* _Work to be completed_
All pictures are to be dropped, and everything else in the data duplicated exactly.

* _Study material_
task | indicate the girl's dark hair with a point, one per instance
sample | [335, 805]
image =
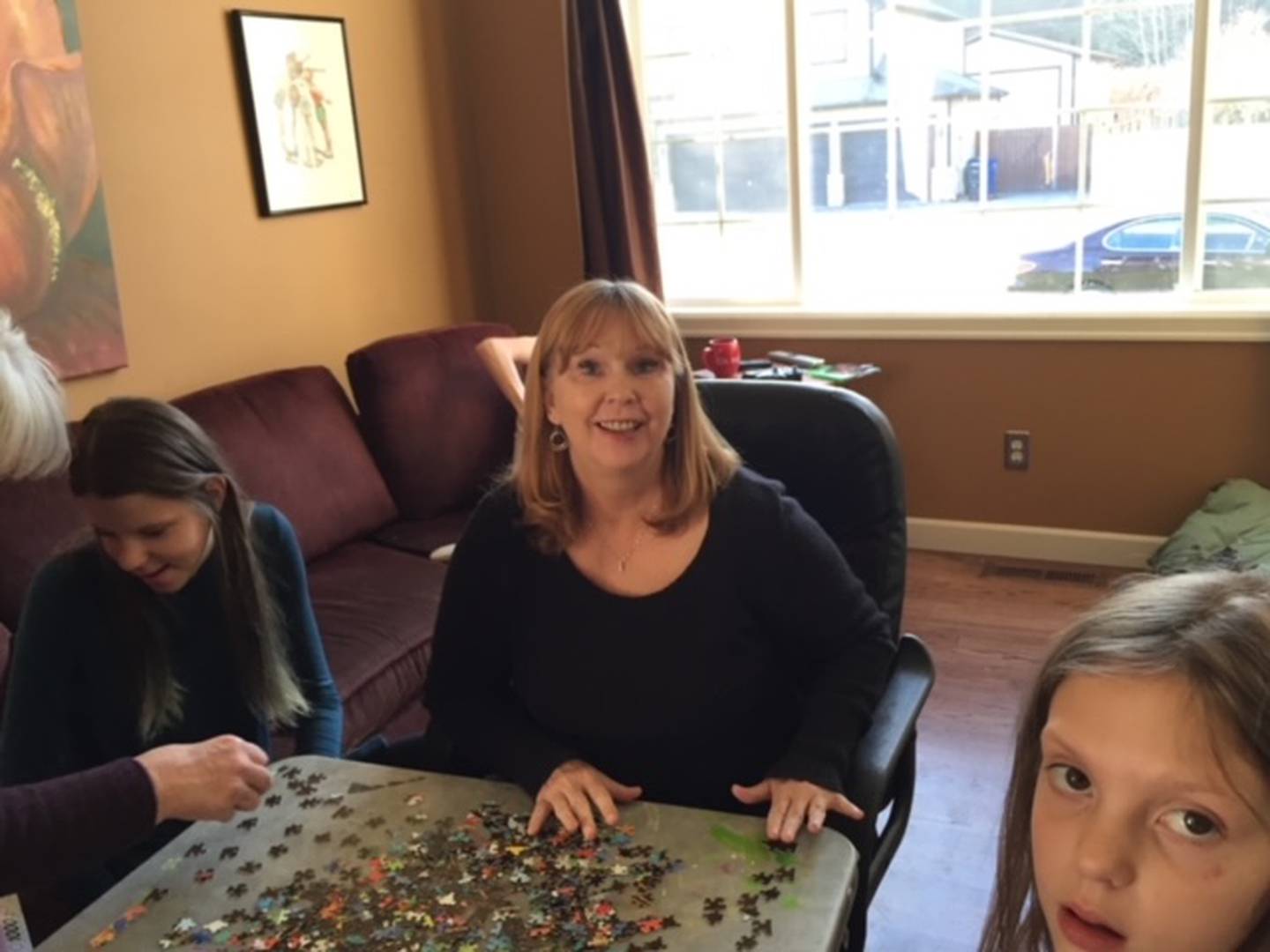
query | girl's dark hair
[131, 444]
[1212, 628]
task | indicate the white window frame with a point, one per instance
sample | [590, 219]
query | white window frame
[1185, 315]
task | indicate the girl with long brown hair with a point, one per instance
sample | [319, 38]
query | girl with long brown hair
[187, 617]
[1138, 813]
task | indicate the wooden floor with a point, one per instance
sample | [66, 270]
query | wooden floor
[989, 625]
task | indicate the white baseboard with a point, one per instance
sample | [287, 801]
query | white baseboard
[1116, 548]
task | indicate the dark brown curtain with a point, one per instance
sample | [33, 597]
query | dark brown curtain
[615, 188]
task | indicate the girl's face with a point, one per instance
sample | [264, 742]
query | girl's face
[615, 401]
[1149, 828]
[161, 541]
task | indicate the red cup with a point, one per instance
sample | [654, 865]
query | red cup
[723, 357]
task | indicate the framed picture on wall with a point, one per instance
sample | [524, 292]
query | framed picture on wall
[297, 97]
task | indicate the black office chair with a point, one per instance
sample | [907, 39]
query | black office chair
[837, 456]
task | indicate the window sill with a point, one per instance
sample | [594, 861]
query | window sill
[1163, 322]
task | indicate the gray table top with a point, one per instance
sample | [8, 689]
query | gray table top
[354, 856]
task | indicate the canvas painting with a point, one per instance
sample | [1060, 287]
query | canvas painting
[56, 268]
[299, 100]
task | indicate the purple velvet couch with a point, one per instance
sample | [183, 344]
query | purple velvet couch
[370, 494]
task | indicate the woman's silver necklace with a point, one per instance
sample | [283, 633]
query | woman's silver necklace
[624, 560]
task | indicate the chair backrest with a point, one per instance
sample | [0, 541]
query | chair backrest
[837, 456]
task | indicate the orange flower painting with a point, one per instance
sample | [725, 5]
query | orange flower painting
[56, 268]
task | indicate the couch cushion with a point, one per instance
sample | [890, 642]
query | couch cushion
[423, 536]
[375, 608]
[291, 437]
[40, 518]
[437, 424]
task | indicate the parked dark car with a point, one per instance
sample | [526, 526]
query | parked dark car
[1142, 254]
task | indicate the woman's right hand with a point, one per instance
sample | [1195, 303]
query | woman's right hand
[208, 781]
[571, 791]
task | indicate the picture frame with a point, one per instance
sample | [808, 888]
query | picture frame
[300, 112]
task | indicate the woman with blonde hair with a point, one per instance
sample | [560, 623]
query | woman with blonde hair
[632, 614]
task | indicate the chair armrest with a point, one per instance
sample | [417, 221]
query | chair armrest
[878, 756]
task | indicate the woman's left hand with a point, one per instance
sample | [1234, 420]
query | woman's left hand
[796, 802]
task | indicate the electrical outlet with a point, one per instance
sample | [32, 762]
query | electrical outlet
[1018, 450]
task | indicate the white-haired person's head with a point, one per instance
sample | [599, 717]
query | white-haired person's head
[34, 441]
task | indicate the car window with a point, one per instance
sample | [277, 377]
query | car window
[1149, 235]
[1226, 234]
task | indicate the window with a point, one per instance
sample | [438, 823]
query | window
[870, 153]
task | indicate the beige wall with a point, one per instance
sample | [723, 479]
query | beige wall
[512, 93]
[1125, 437]
[208, 290]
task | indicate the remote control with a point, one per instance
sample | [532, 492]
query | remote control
[804, 361]
[13, 928]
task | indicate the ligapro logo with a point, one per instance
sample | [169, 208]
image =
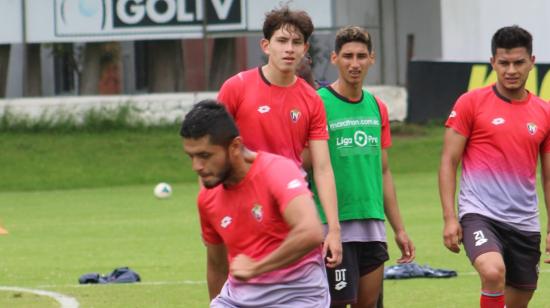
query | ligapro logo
[83, 15]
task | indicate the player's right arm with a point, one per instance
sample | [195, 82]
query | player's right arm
[453, 147]
[217, 268]
[545, 169]
[305, 234]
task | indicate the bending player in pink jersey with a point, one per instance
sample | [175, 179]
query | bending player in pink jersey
[499, 132]
[259, 223]
[280, 113]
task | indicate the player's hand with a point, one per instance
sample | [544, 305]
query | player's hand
[249, 156]
[332, 244]
[408, 251]
[547, 260]
[242, 267]
[452, 235]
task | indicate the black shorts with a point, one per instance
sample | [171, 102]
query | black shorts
[519, 249]
[358, 259]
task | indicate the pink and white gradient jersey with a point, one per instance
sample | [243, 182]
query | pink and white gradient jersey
[500, 159]
[274, 119]
[248, 217]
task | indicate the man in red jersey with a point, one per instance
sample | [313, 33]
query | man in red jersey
[259, 223]
[498, 132]
[280, 113]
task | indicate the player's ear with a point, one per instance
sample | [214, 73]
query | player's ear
[333, 57]
[236, 145]
[264, 44]
[372, 57]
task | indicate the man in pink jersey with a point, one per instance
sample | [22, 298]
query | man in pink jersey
[259, 223]
[280, 113]
[498, 132]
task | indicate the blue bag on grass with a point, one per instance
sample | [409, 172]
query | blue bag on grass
[119, 275]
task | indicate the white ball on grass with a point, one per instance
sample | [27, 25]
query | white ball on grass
[163, 190]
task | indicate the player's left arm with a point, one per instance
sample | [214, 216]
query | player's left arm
[306, 233]
[323, 175]
[216, 268]
[391, 210]
[545, 169]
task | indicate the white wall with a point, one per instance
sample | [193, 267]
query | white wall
[468, 26]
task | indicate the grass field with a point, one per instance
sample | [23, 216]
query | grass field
[76, 203]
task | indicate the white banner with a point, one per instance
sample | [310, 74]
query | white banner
[106, 20]
[111, 20]
[11, 21]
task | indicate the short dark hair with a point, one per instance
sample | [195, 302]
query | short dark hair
[209, 118]
[352, 34]
[512, 37]
[283, 17]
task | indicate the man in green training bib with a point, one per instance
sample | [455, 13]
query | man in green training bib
[359, 133]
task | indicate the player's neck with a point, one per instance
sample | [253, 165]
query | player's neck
[514, 95]
[240, 169]
[278, 77]
[353, 92]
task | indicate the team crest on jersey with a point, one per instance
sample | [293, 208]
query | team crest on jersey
[295, 115]
[257, 212]
[532, 128]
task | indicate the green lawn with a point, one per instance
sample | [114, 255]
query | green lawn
[83, 202]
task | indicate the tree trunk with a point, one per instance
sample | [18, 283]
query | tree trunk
[4, 65]
[33, 74]
[223, 61]
[165, 66]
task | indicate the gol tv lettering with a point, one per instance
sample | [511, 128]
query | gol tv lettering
[480, 78]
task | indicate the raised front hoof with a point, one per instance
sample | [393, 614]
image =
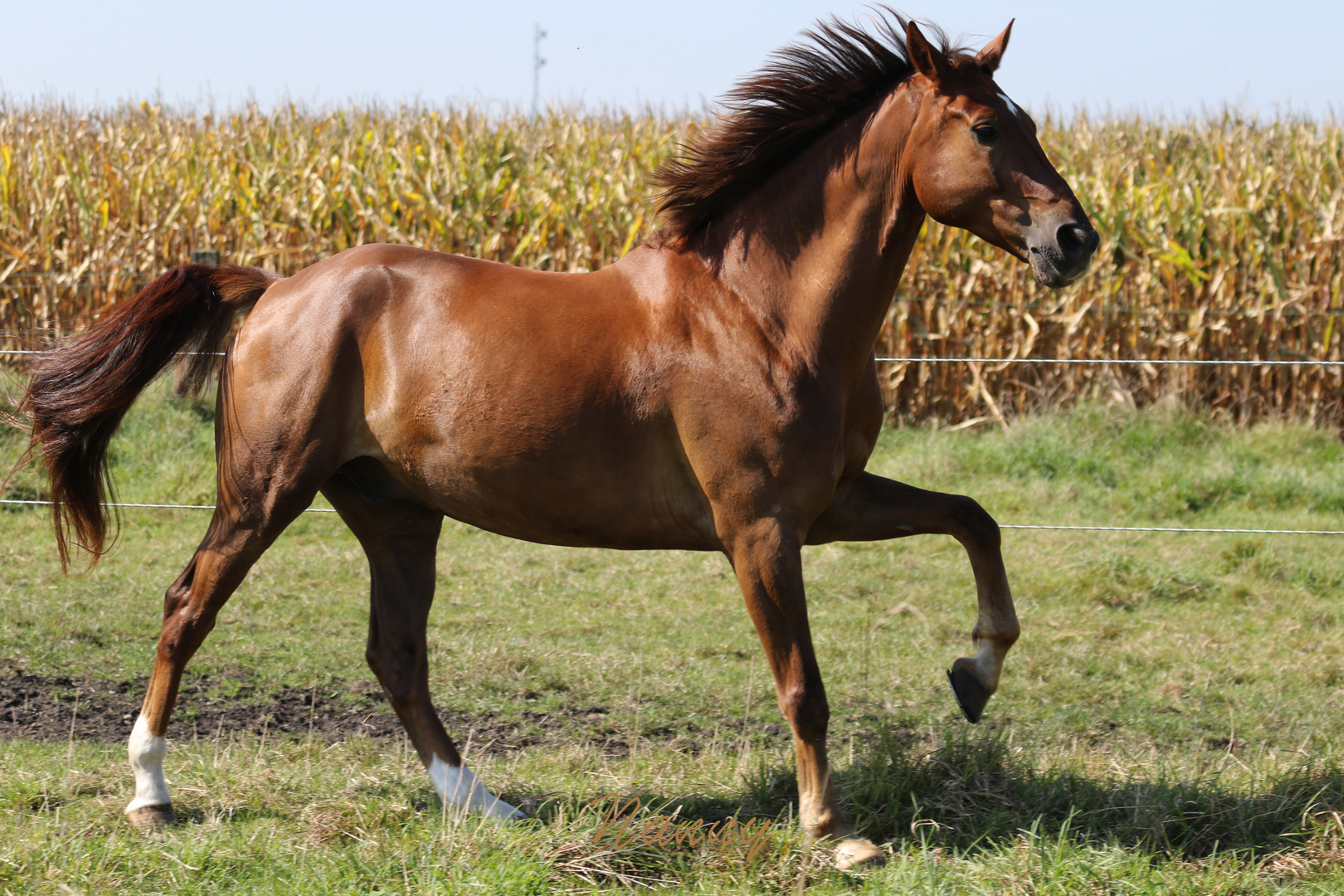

* _Result_
task | indicate the girl's dark hair with a point, one per instance
sample | [335, 805]
image =
query | girl's dark hair
[131, 444]
[1212, 628]
task | indicate the white window frame with a point, one per instance
sample | [590, 219]
query | white window frame
[1185, 315]
task | indicate the girl with long brown hair with a point, one per instance
sample | [319, 38]
query | girl with long brown hair
[187, 617]
[1138, 813]
task | indicate the wooden floor with a point, one per instance
sample | [66, 270]
query | wooden floor
[989, 625]
task | indicate the white baseboard with a point, one per instance
sample | [287, 801]
query | white baseboard
[1116, 548]
task | indicate the dark brown curtain with a point, one per instance
sample | [33, 597]
query | dark brown curtain
[615, 188]
task | indicate the girl's face with a point, one per instance
sample | [264, 742]
query | girl's face
[615, 401]
[1149, 828]
[161, 541]
task | indicate the red cup with a point, one per instance
sample | [654, 865]
query | red cup
[723, 357]
task | indicate the framed picture on wall with a point, one per instance
sample | [524, 292]
query | framed picture on wall
[297, 97]
task | indicate the black office chair with a point, one per instance
sample | [907, 39]
query | black office chair
[837, 456]
task | indicate the window sill with a point, one per instance
sample | [594, 861]
query | window sill
[1163, 322]
task | indicate the gray table top with a point, one per instance
sample | [8, 689]
query | gray table top
[354, 856]
task | indicate the canvas painting with a point, one per instance
sample | [1060, 287]
query | canvas painting
[56, 268]
[299, 100]
task | indicate the purple velvet couch with a point, one per instance
sample | [183, 344]
query | purple velvet couch
[370, 494]
task | indicate the woman's silver necklace with a point, one per instance
sample | [283, 633]
query | woman's silver necklace
[624, 560]
task | indicate the chair backrest with a point, one per instance
sample | [0, 541]
query | chair backrest
[837, 456]
task | indicate the orange flower painting with a point, one per instance
sample | [725, 5]
query | orange flower painting
[56, 268]
task | indicate the couch cushion with a point, one per instance
sample | [890, 642]
query | couch cushion
[423, 536]
[375, 608]
[291, 437]
[40, 518]
[437, 424]
task | indicate the parked dark car with a point, one per instance
sample | [526, 526]
query | parked dark car
[1142, 254]
task | indicate the woman's right hand with a point, one per instance
sample | [1195, 303]
query | woman's right hand
[208, 781]
[571, 791]
task | indicate the picture frame with a point, one per instance
sample | [808, 888]
query | picture frame
[300, 112]
task | indicate the woman with blonde hair with a point, one per instance
sample | [560, 623]
query | woman with blonde hair
[632, 614]
task | indicate the chair armrest with a point, one per instance
sample | [417, 221]
query | chair armrest
[878, 756]
task | indicate the woman's left hand with a point, one per instance
sample | [1234, 420]
query | woman's left hand
[796, 802]
task | indicate the electrical outlet with a point, one per instance
sample | [32, 762]
query | electrical outlet
[1018, 450]
task | indicate the white-haired person's head with a point, one per instance
sample | [599, 717]
query | white-haired person's head
[34, 441]
task | indicate the car window with a point, one per instance
sample | [277, 377]
query | car window
[1149, 235]
[1226, 234]
task | indicate the window with a point, one per instance
sample | [438, 823]
query | window
[870, 153]
task | indicate the beige wall with a point, one per instance
sample | [723, 479]
query | beige wall
[512, 93]
[1125, 437]
[208, 290]
task | indicate the remote control with a point, one per instance
sample | [532, 492]
query | remote control
[804, 361]
[13, 928]
task | indicate the ligapro logo with a point, one per instance
sample | [169, 208]
image =
query | ligapro logo
[83, 15]
task | indicate the player's right arm with a point, one per instance
sample | [195, 82]
query | player's right arm
[453, 147]
[217, 268]
[545, 169]
[305, 234]
task | indicate the bending player in pink jersey with a point, one per instance
sample | [175, 179]
query | bending player in pink jersey
[499, 132]
[259, 223]
[280, 113]
task | indicate the player's hand with a point, one per instance
sample | [544, 305]
query | player's hand
[249, 156]
[332, 244]
[408, 251]
[547, 260]
[242, 267]
[452, 235]
task | indicate the black shorts with a point, one per instance
sample | [171, 102]
query | black shorts
[519, 249]
[358, 259]
task | indicate the pink and white gradient jersey with a point, one per instance
sample | [243, 182]
query | pink and white gradient jersey
[500, 159]
[274, 119]
[248, 217]
task | indicate the man in red jersey with a point, one per instance
sample | [313, 33]
query | man in red jersey
[259, 223]
[498, 132]
[280, 113]
task | indicate the player's ear with a point, one per instance
sample | [214, 73]
query | player's ear
[333, 57]
[236, 145]
[264, 44]
[372, 57]
task | indicate the man in pink jersey with a point, one per instance
sample | [22, 298]
query | man in pink jersey
[259, 223]
[280, 113]
[498, 132]
task | indicate the blue bag on grass with a point, one per instance
sample | [409, 172]
query | blue bag on grass
[119, 275]
task | indicate the white ball on grass with a point, one per instance
sample | [27, 25]
query | white ball on grass
[163, 190]
task | indicate the player's left arm with a point, one per instance
sample | [214, 216]
query | player's left arm
[306, 233]
[323, 175]
[216, 268]
[391, 210]
[545, 169]
task | indicate the white wall with a point, one per instance
sample | [193, 267]
query | white wall
[468, 26]
task | indicate the grass field with a point, one per instance
sample | [23, 216]
query | grass field
[76, 203]
task | indicate the white banner with a point, one per instance
sample | [310, 74]
query | white banner
[106, 20]
[111, 20]
[11, 21]
task | indicate the short dark hair with a point, one per instance
sample | [195, 302]
query | short dark hair
[209, 118]
[352, 34]
[512, 37]
[283, 17]
task | indicate the man in green training bib with a point, one per instance
sample | [455, 13]
query | man in green training bib
[359, 133]
task | indicate the player's neck with a point, one per instance
sample | [253, 165]
query | player's neck
[514, 95]
[240, 169]
[278, 77]
[353, 92]
task | indicate the team crest on jersey with a point, one per instance
sample | [293, 208]
query | team crest on jersey
[295, 115]
[257, 212]
[532, 128]
task | indicate the green lawn with a point, one per instance
sample | [114, 255]
query | green lawn
[83, 202]
task | indicate the tree trunk with a point, one per instance
sample | [18, 283]
query | tree trunk
[4, 65]
[33, 74]
[223, 61]
[165, 66]
task | indicate the gol tv lettering with a point, one per instance
sample | [511, 128]
query | gol tv lettering
[480, 78]
task | indicate the raised front hoof with a point, one per instance
sample | [393, 614]
image =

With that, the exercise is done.